## Texto de origem
┌────────

O primeiro emprego que arranjei em Fortaleza foi na
Fotografia N. Olsen, na rua Formosa (hoje Barão do RioBranco), onde aprendi a lidar com o afamado papel albuminado,
a base de ouro, no qual copiava retratos à luz do sol,
com cinquenta e tantas prensas, correndo o risco de, caso se
queimasse alguma por excesso de exposição, ser descontado, seu
valor, dos miseráveis sessenta mil réis que percebia por mês...
Ali trabalhei com Júlio Azevedo, meu irmão, Augusto
Cabral, musicista, Herman Lima, que desenhava para o Tico-Tico o seu gozado João Balabrega e começava a escrever contos
e Raimundo Varão, uma das personalidades mais originais que tenho conhecido, e a quem dedico esta crônica.

└────────

## Linhas de dados

┌────────

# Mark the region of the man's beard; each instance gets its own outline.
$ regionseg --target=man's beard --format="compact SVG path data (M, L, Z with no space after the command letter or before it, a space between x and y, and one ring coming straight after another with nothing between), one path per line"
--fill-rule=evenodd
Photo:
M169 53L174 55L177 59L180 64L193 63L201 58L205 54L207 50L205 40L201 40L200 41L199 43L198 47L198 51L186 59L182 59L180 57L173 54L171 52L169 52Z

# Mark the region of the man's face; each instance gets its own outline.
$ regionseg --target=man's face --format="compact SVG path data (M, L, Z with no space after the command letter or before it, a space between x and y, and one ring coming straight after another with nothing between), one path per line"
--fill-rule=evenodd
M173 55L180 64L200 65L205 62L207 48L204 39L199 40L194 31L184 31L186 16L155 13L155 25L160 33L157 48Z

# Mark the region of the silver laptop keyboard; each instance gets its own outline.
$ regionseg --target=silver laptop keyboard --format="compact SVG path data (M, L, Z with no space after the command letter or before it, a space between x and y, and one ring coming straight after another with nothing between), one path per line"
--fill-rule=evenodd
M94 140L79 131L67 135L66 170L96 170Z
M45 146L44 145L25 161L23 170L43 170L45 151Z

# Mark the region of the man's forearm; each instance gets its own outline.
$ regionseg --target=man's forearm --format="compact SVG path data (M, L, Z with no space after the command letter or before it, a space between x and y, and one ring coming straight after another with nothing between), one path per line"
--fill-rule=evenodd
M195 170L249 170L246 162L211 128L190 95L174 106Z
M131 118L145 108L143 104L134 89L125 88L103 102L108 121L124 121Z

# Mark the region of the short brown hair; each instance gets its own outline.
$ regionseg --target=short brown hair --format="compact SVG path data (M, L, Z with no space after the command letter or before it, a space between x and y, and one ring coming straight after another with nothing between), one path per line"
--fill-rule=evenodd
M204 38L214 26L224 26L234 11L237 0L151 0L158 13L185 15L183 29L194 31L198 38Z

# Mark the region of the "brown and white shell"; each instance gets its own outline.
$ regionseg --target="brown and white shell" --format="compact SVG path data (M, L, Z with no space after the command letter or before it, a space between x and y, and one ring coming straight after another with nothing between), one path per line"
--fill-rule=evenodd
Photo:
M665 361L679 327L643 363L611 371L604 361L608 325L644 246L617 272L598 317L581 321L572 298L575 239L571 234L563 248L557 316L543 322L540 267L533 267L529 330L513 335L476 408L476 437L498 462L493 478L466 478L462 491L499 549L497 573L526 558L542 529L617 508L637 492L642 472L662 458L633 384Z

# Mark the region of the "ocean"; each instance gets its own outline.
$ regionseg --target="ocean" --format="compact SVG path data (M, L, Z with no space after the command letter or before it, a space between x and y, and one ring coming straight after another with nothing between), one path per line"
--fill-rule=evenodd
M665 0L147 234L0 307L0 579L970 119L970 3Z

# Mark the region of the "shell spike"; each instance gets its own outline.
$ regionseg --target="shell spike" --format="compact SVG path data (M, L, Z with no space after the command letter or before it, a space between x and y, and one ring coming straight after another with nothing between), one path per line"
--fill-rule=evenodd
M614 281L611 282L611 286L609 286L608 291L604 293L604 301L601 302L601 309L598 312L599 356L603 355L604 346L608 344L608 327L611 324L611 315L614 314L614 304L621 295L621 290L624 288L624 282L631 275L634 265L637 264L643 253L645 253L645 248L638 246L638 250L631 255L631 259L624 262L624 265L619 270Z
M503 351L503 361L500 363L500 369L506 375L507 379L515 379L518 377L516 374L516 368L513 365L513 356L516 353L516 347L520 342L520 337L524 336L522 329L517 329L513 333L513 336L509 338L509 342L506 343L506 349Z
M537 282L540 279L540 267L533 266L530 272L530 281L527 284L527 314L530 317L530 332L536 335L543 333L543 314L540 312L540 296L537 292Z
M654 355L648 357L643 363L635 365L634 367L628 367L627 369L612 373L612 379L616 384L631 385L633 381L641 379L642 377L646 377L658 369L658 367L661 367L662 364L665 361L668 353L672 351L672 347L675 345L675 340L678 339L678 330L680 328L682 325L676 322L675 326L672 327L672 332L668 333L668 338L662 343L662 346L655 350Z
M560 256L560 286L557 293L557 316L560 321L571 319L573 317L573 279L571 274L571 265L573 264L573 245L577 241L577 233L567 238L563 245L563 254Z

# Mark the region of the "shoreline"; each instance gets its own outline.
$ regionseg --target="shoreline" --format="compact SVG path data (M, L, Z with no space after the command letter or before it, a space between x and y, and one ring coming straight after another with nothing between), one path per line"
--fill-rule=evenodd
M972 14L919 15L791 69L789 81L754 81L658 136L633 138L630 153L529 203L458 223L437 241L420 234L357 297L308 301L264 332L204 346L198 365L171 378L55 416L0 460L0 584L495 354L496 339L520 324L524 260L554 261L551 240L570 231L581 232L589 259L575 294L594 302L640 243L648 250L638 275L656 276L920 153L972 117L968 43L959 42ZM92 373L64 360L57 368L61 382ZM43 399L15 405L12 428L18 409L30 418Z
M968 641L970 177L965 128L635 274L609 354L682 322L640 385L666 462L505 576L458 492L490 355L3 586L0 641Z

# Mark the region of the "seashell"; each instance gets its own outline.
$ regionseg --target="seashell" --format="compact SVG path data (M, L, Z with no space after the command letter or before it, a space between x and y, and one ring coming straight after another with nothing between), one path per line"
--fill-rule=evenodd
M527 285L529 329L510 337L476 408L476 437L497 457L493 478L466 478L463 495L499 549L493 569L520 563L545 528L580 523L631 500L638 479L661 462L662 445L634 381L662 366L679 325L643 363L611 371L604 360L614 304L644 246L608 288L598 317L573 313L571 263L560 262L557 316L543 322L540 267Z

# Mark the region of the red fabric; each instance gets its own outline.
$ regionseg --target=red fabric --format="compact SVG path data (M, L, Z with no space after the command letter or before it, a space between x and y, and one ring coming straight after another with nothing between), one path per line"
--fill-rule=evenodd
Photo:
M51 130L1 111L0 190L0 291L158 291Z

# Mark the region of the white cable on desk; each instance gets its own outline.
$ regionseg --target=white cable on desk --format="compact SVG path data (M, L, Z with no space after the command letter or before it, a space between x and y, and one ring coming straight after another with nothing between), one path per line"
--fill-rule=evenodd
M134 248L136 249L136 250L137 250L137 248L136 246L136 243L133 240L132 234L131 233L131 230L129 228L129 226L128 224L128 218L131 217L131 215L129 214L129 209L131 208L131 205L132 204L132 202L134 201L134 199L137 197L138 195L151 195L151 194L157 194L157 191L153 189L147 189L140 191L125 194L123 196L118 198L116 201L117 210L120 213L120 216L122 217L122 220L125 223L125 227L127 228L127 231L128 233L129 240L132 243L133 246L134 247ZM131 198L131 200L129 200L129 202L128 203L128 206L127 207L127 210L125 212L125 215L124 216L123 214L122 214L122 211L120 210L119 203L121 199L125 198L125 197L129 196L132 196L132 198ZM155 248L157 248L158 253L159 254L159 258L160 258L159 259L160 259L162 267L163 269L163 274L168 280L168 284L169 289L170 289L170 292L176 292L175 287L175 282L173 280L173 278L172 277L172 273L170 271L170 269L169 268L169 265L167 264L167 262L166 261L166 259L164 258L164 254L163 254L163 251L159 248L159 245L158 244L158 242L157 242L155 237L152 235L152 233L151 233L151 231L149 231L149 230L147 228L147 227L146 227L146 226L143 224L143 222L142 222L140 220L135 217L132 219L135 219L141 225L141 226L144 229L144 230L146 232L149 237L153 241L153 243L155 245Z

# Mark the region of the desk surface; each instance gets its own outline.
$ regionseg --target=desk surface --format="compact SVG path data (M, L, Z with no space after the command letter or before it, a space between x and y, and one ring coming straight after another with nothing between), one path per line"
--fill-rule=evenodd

└────────

## O que fazer
- a) Transcreva do texto de origem o trecho entre "Ali trabalhei com" e "dedico esta crônica.", inclusive.
- b) Quais são todas as pessoas que, segundo o texto de origem, trabalharam ali junto com quem narra?

## Respostas por tarefa
- a)
Ali trabalhei com Júlio Azevedo, meu irmão, Augusto
Cabral, musicista, Herman Lima, que desenhava para o Tico-Tico o seu gozado João Balabrega e começava a escrever contos
e Raimundo Varão, uma das personalidades mais originais que tenho conhecido, e a quem dedico esta crônica.

- b)
Júlio Azevedo
Augusto Cabral
Herman Lima
Raimundo Varão